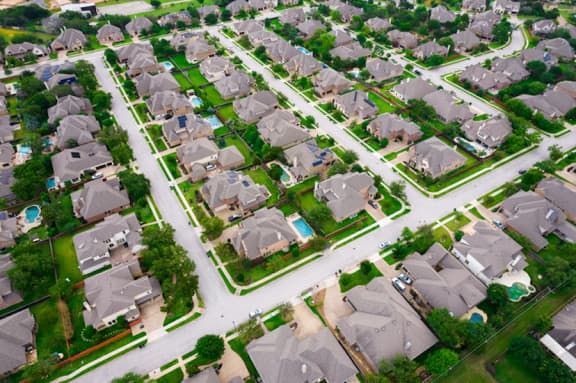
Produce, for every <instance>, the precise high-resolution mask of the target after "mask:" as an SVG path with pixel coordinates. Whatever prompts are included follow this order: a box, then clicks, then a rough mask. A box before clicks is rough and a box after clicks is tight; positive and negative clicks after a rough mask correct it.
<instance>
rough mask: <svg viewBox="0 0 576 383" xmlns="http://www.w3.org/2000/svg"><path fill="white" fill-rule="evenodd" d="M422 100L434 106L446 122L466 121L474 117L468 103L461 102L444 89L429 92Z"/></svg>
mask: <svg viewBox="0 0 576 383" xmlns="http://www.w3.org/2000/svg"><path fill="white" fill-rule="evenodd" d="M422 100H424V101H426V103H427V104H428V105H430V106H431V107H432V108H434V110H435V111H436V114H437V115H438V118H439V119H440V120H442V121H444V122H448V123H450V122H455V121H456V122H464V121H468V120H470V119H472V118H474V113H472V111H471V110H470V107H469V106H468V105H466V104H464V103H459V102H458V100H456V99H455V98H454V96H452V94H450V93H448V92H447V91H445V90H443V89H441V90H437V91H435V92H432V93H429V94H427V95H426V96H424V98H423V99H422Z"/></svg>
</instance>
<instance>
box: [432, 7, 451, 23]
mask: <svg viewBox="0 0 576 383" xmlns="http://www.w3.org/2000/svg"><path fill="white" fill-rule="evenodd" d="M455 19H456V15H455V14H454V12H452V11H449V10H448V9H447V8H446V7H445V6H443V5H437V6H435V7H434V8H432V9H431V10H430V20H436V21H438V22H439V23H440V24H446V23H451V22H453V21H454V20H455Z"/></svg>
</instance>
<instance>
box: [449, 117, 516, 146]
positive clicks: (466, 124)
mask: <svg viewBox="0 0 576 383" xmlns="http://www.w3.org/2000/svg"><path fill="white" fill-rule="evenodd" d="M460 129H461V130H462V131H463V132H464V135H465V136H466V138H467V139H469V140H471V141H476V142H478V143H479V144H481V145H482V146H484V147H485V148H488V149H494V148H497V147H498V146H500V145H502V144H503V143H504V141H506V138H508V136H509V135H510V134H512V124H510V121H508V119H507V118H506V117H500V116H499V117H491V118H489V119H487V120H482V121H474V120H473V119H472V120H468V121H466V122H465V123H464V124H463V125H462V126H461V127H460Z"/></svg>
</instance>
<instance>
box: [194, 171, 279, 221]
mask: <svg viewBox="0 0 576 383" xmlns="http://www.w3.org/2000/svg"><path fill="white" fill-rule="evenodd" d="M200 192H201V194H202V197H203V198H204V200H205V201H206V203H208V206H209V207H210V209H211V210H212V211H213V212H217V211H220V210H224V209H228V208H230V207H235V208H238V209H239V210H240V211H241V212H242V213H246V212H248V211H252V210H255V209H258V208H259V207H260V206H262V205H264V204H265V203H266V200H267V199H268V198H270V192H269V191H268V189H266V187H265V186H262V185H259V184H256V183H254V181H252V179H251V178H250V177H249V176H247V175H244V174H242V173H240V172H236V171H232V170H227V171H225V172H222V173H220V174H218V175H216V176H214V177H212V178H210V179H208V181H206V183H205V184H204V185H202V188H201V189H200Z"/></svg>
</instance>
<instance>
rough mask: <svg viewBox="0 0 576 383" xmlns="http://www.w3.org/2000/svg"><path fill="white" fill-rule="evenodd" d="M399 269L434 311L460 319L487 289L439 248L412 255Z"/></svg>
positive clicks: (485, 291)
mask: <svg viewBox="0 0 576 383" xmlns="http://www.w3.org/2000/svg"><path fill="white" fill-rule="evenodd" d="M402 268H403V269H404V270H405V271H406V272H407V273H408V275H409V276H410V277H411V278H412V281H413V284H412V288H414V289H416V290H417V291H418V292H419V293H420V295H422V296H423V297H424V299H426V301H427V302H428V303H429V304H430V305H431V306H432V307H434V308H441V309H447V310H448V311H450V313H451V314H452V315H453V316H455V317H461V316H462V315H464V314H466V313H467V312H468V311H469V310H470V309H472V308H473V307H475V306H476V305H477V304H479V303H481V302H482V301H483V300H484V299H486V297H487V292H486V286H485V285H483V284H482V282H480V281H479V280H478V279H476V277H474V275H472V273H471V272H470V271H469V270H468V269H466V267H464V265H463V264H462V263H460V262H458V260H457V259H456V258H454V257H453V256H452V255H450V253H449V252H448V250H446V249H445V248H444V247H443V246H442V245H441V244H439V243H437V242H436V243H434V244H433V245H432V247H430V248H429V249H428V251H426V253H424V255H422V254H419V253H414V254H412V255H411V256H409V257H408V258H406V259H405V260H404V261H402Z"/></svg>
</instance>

================

Task objective:
Update all of the records above by changing every "rough mask" to "coarse mask" and keeping everything else the same. Leave the pictures out.

Solved problem:
Produce, for every <instance>, the precise high-resolution mask of the target after "mask:" as an SVG path with pixel coordinates. Whatever prompts are included follow this order: a box, then clicks, then a coarse mask. A box before clicks is rough and a box after clicks is tight; positive and negative clicks after a coarse mask correct it.
<instance>
coarse mask: <svg viewBox="0 0 576 383" xmlns="http://www.w3.org/2000/svg"><path fill="white" fill-rule="evenodd" d="M422 100L434 106L446 122L466 121L474 117L468 103L461 102L444 89L429 92Z"/></svg>
mask: <svg viewBox="0 0 576 383" xmlns="http://www.w3.org/2000/svg"><path fill="white" fill-rule="evenodd" d="M422 100H424V101H426V103H427V104H428V105H430V106H431V107H432V108H434V110H435V111H436V114H437V115H438V118H439V119H440V120H442V121H444V122H448V123H450V122H455V121H456V122H464V121H468V120H470V119H472V118H474V113H472V111H471V110H470V107H469V106H468V105H466V104H464V103H459V102H458V100H456V99H455V98H454V96H452V94H450V93H448V92H447V91H445V90H443V89H441V90H437V91H435V92H432V93H429V94H427V95H426V96H424V98H423V99H422Z"/></svg>
</instance>
<instance>
box: [432, 7, 451, 23]
mask: <svg viewBox="0 0 576 383" xmlns="http://www.w3.org/2000/svg"><path fill="white" fill-rule="evenodd" d="M455 19H456V15H455V14H454V12H452V11H449V10H448V9H447V8H446V7H445V6H443V5H437V6H435V7H434V8H432V9H431V10H430V20H436V21H438V22H439V23H440V24H446V23H451V22H453V21H454V20H455Z"/></svg>
</instance>
<instance>
box: [449, 117, 516, 146]
positive clicks: (466, 124)
mask: <svg viewBox="0 0 576 383" xmlns="http://www.w3.org/2000/svg"><path fill="white" fill-rule="evenodd" d="M460 129H461V130H462V131H463V132H464V135H465V136H466V138H467V139H469V140H471V141H476V142H478V143H479V144H481V145H482V146H484V147H485V148H488V149H494V148H497V147H498V146H500V145H502V144H503V143H504V141H506V138H508V136H509V135H510V134H512V124H510V121H508V119H507V118H506V117H500V116H499V117H491V118H489V119H487V120H482V121H474V120H473V119H472V120H468V121H466V122H465V123H464V124H463V125H462V126H461V127H460Z"/></svg>
</instance>
<instance>
box: [194, 171, 279, 221]
mask: <svg viewBox="0 0 576 383" xmlns="http://www.w3.org/2000/svg"><path fill="white" fill-rule="evenodd" d="M200 192H201V194H202V197H203V198H204V200H205V201H206V203H208V206H209V207H210V209H211V210H212V211H213V212H217V211H220V210H224V209H228V208H230V207H235V208H238V209H239V210H240V211H241V212H242V213H246V212H248V211H252V210H255V209H258V208H259V207H260V206H262V205H264V204H265V203H266V200H267V199H268V198H270V192H269V191H268V189H266V187H265V186H262V185H259V184H256V183H254V181H252V179H251V178H250V177H249V176H247V175H244V174H242V173H240V172H236V171H232V170H227V171H225V172H222V173H220V174H218V175H216V176H214V177H212V178H210V179H208V181H206V183H205V184H204V185H202V188H201V189H200Z"/></svg>
</instance>
<instance>
coarse mask: <svg viewBox="0 0 576 383" xmlns="http://www.w3.org/2000/svg"><path fill="white" fill-rule="evenodd" d="M399 269L434 311L460 319L487 289L439 248L412 255Z"/></svg>
positive clicks: (485, 291)
mask: <svg viewBox="0 0 576 383" xmlns="http://www.w3.org/2000/svg"><path fill="white" fill-rule="evenodd" d="M402 268H403V269H404V270H405V271H406V272H407V273H408V275H409V276H410V277H411V278H412V281H413V284H412V288H414V289H416V290H417V291H418V292H419V293H420V295H422V296H423V297H424V299H426V301H427V302H428V303H429V304H430V305H431V306H432V307H434V308H441V309H447V310H448V311H450V313H451V314H452V315H453V316H455V317H461V316H462V315H464V314H466V313H467V312H468V311H469V310H470V309H472V308H473V307H475V306H476V305H477V304H479V303H481V302H482V301H483V300H484V299H486V297H487V292H486V286H485V285H483V284H482V282H480V281H479V280H478V279H476V277H474V275H472V273H471V272H470V271H469V270H468V269H466V267H464V265H463V264H462V263H460V262H458V260H457V259H456V258H454V257H453V256H452V255H450V253H449V252H448V250H446V249H445V248H444V247H443V246H442V245H441V244H439V243H437V242H436V243H434V244H433V245H432V247H430V248H429V249H428V251H426V253H424V255H422V254H419V253H414V254H412V255H411V256H409V257H408V258H406V259H405V260H404V261H402Z"/></svg>
</instance>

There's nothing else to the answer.